* [Job]:
Report each line of the material below that contains the string "here", copying every such line in full.

Bounding-box records:
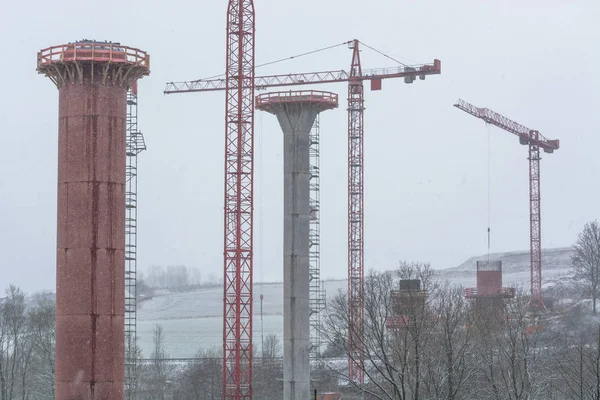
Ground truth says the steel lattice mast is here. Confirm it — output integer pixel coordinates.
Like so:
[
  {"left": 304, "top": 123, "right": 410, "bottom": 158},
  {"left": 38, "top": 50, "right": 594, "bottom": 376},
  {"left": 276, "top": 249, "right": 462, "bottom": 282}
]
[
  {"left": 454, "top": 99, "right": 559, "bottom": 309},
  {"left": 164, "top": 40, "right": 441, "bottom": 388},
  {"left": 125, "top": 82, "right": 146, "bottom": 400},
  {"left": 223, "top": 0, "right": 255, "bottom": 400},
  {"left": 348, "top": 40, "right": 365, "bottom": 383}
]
---
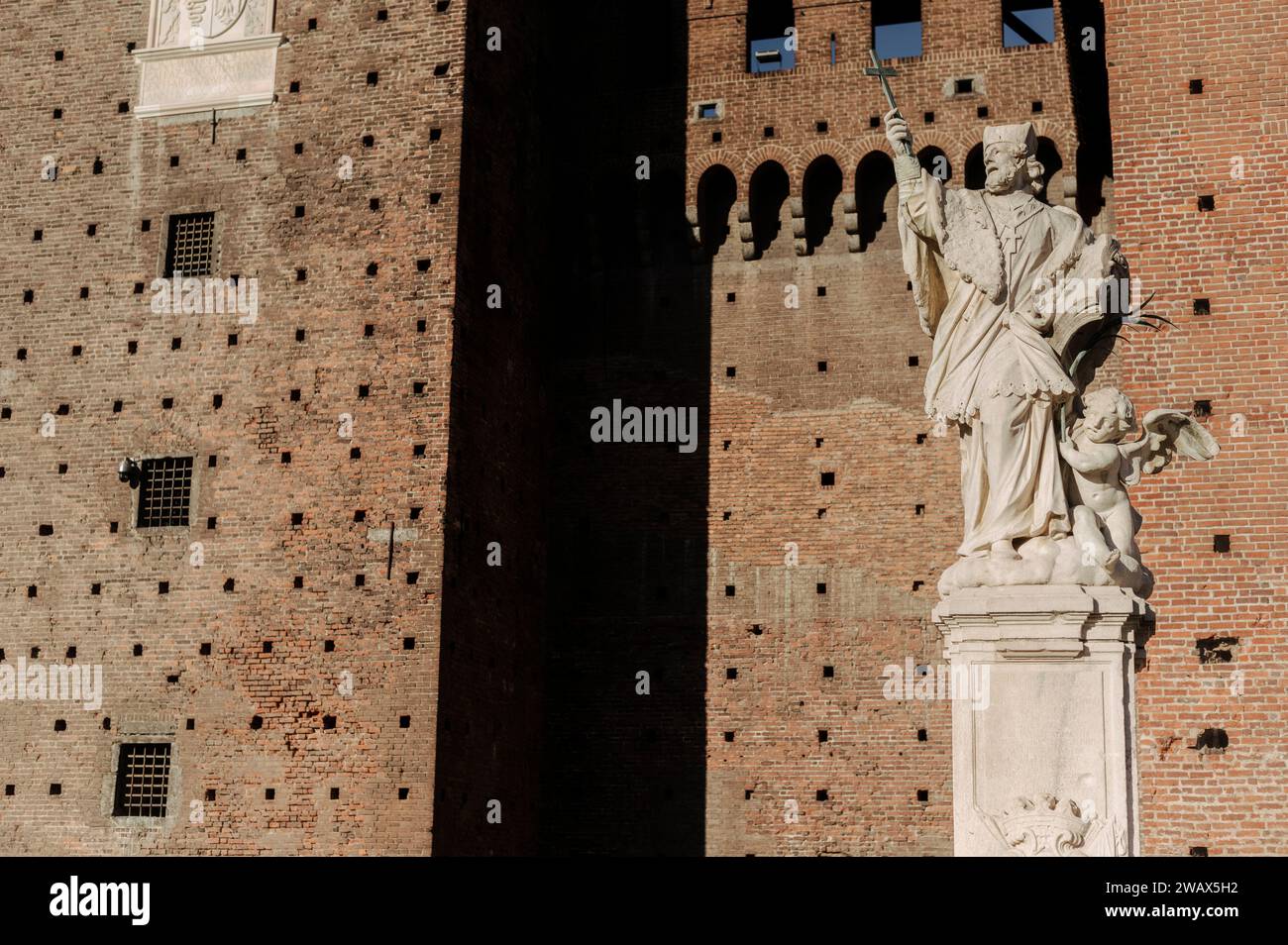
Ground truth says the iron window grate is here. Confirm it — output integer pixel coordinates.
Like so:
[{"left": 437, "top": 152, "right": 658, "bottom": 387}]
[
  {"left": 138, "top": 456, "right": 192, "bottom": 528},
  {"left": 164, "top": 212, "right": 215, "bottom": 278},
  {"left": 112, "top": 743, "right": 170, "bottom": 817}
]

* [Task result]:
Ground truth says the steel lattice mast is here. Confirm it — output integer pixel coordinates.
Ground truth says the iron window grate is here. Confirm it — output integer pixel coordinates.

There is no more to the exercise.